* DATA PROVIDED *
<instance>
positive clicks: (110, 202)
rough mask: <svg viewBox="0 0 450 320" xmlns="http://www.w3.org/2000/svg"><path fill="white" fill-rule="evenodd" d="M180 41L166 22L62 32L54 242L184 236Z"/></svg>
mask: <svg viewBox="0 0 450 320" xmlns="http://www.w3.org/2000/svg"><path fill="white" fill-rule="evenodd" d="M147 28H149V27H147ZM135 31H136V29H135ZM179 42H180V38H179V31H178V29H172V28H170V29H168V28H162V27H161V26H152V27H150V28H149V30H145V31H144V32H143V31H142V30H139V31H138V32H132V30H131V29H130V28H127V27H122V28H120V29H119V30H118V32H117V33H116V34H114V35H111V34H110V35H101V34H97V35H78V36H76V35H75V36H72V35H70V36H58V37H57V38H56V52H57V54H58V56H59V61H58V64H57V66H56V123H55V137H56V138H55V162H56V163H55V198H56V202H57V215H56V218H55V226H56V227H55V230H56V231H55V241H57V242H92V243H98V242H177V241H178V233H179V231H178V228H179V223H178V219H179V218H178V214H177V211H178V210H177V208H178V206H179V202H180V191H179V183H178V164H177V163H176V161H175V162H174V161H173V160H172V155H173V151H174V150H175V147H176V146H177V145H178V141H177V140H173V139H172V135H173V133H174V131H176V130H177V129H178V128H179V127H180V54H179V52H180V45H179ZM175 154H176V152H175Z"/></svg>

==

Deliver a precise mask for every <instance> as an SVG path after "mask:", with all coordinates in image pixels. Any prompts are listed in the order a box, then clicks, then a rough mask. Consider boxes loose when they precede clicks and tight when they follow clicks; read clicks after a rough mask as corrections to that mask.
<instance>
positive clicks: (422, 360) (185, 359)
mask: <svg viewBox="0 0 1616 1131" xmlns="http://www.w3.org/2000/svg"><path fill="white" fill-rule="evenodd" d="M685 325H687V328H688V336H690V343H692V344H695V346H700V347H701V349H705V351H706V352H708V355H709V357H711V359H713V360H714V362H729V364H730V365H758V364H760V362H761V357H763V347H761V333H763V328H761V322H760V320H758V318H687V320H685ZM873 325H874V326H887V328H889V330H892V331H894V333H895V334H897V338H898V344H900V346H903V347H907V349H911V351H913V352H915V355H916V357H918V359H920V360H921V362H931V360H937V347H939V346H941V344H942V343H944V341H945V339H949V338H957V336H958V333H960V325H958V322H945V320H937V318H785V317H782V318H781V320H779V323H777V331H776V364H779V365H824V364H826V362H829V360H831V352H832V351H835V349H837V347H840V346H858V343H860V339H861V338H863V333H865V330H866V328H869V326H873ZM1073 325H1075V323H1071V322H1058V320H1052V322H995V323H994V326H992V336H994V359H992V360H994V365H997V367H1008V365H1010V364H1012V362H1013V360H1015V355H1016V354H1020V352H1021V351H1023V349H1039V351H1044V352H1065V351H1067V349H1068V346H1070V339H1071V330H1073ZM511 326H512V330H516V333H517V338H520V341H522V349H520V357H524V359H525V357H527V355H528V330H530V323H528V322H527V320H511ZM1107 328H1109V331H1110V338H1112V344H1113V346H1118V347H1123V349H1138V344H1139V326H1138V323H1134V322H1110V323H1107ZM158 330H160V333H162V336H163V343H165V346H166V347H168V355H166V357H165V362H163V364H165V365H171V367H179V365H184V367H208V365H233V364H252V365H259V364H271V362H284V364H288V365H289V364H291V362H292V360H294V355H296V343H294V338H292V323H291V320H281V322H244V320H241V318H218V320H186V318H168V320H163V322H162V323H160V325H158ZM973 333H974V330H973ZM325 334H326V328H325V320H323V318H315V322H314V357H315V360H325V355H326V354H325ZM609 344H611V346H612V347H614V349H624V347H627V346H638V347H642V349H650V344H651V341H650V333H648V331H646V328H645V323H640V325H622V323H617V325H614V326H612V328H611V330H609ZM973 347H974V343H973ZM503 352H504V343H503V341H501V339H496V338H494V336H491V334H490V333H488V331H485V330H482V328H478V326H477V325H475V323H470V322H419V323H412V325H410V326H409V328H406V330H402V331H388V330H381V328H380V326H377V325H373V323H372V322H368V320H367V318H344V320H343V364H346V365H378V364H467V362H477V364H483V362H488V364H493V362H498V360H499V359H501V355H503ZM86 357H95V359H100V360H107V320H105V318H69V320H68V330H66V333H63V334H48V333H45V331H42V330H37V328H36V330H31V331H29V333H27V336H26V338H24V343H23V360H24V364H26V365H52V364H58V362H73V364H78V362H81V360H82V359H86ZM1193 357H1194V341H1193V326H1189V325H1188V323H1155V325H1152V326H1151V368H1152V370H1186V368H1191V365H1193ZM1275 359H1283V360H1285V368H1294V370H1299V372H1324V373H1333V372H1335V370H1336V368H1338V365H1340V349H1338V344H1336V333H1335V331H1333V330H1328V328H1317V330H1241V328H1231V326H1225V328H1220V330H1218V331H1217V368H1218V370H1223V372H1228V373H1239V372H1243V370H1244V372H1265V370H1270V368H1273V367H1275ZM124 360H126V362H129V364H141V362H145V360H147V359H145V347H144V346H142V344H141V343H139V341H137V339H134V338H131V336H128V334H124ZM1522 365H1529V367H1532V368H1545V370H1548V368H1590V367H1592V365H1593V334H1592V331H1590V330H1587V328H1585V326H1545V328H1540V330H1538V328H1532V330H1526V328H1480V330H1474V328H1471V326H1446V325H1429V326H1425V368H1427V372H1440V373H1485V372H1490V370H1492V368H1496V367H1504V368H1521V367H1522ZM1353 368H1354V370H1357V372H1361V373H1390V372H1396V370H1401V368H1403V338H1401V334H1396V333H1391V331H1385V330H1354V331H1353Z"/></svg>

* * *

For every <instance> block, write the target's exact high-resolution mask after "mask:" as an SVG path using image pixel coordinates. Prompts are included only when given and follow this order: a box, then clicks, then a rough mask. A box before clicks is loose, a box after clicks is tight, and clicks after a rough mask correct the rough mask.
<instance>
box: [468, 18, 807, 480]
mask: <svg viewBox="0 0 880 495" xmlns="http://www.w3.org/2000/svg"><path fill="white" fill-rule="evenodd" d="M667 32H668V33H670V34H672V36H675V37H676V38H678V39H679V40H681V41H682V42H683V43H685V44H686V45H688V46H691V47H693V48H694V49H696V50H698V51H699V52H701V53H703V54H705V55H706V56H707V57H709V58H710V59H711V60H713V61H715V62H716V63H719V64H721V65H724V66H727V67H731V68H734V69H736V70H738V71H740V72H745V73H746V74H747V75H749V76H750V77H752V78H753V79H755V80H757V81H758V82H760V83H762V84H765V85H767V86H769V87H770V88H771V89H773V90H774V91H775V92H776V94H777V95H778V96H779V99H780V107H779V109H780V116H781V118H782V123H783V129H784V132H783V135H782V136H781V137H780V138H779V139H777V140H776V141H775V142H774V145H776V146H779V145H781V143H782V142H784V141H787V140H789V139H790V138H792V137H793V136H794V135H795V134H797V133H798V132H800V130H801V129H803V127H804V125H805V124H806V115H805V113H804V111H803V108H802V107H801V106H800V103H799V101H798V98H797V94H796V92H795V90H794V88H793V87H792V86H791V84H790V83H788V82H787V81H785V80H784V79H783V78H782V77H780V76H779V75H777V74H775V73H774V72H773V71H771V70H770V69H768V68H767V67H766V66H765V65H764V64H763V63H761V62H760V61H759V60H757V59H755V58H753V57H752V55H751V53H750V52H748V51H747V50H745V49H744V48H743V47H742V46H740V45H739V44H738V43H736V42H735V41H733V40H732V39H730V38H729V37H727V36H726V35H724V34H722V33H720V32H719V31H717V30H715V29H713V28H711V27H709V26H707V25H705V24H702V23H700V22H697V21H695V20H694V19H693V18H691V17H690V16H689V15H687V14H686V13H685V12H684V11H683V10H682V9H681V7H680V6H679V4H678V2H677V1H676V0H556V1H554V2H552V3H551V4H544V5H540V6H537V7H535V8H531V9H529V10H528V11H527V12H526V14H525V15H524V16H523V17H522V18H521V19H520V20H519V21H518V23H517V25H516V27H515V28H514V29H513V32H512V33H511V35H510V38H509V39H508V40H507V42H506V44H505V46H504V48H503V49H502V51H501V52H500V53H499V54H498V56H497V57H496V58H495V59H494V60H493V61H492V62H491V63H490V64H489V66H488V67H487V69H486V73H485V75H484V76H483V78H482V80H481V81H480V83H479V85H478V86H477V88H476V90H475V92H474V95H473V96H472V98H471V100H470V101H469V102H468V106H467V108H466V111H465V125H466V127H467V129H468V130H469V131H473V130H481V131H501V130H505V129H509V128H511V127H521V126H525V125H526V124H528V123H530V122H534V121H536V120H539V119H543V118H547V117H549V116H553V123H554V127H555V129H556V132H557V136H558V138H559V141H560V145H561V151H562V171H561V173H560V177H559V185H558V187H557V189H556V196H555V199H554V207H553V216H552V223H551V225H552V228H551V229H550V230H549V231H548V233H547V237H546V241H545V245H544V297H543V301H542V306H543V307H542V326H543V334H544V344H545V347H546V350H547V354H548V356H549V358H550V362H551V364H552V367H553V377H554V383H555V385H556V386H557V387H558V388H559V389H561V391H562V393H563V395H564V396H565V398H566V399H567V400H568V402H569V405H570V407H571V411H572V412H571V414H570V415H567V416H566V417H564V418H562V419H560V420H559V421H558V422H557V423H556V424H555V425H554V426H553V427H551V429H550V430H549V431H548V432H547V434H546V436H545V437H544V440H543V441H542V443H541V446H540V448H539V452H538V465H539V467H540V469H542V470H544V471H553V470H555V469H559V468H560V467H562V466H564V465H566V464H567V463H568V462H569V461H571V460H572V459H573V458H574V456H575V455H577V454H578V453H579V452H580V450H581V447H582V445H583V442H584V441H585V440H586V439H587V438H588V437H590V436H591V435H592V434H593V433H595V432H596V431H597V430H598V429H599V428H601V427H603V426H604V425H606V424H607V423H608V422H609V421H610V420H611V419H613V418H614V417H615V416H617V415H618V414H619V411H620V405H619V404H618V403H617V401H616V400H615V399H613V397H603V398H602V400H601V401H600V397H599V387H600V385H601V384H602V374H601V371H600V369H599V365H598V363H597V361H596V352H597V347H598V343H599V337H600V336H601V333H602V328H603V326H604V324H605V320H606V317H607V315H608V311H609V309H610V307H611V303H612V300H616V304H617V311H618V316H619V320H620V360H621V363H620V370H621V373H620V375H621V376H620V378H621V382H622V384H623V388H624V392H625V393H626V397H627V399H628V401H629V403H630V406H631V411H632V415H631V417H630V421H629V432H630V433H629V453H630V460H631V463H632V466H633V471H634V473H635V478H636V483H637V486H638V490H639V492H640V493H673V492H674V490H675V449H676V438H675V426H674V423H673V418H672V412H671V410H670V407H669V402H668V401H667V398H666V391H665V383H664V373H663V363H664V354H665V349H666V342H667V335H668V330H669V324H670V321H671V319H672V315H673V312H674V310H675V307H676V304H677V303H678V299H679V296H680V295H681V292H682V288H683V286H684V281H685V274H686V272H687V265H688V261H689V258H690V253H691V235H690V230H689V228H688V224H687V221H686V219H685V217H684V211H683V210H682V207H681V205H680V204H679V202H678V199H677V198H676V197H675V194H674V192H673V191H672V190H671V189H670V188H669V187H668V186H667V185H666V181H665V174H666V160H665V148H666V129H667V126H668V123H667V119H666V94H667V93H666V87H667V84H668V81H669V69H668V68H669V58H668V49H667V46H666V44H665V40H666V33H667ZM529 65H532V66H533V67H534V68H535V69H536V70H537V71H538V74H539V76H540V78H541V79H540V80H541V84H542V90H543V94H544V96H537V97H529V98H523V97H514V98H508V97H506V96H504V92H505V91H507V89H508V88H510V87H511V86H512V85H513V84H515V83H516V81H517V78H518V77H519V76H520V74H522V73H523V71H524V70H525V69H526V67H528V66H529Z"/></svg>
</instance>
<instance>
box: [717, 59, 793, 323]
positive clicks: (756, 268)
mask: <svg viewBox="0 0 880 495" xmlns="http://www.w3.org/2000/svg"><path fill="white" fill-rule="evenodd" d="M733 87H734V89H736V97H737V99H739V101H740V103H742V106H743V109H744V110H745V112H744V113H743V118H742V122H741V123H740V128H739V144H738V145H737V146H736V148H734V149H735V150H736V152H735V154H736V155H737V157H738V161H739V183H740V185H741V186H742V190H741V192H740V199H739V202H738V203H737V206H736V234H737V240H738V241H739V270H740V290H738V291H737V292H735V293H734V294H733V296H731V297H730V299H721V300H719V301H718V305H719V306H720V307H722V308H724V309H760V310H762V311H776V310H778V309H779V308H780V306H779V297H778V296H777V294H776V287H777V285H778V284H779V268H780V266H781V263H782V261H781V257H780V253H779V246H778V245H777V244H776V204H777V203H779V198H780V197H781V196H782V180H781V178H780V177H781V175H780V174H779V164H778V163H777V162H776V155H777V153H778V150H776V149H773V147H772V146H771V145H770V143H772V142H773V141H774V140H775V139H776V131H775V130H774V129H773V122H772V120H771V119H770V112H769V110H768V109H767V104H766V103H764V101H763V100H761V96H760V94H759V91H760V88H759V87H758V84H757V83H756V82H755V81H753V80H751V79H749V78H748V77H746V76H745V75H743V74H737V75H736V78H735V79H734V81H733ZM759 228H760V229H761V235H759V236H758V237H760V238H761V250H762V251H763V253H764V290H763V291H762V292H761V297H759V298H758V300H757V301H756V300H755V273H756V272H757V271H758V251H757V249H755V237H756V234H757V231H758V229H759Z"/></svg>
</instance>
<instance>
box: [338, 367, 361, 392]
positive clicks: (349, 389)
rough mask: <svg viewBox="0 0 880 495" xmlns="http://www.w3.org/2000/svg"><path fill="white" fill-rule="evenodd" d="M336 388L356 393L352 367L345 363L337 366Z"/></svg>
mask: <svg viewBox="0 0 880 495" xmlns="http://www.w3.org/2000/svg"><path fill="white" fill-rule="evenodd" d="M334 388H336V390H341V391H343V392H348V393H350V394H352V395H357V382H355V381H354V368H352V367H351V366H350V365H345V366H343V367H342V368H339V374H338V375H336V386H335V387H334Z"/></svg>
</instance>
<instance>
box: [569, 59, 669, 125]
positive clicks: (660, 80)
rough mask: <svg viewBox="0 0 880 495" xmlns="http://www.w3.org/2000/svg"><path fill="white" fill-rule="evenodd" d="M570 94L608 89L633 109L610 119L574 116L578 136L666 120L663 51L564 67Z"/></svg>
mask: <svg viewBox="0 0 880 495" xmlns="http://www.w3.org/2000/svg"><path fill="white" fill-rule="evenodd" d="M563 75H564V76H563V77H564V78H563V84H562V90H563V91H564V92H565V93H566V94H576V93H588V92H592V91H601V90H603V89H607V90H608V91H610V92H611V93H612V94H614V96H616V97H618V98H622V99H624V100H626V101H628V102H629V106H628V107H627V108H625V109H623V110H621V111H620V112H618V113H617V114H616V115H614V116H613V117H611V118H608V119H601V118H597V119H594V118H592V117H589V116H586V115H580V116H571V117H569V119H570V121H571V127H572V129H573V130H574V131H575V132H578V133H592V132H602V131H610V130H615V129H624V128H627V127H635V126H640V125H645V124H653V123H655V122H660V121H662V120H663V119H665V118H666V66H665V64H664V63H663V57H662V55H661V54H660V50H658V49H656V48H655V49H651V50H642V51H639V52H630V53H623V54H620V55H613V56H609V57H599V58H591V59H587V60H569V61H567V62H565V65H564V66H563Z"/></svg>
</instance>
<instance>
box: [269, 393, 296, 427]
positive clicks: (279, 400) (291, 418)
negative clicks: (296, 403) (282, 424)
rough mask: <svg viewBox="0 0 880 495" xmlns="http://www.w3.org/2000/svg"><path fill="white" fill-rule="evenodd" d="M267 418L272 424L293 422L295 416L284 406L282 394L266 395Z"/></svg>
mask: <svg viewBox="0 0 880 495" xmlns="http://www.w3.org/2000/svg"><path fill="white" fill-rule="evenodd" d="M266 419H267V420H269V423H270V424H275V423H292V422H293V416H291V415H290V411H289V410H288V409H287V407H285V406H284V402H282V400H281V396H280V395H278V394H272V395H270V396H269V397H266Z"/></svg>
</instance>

* TASK PROMPT *
In the listing, count the lines that contain the word "after", then give the number and nothing more.

* REPLY *
2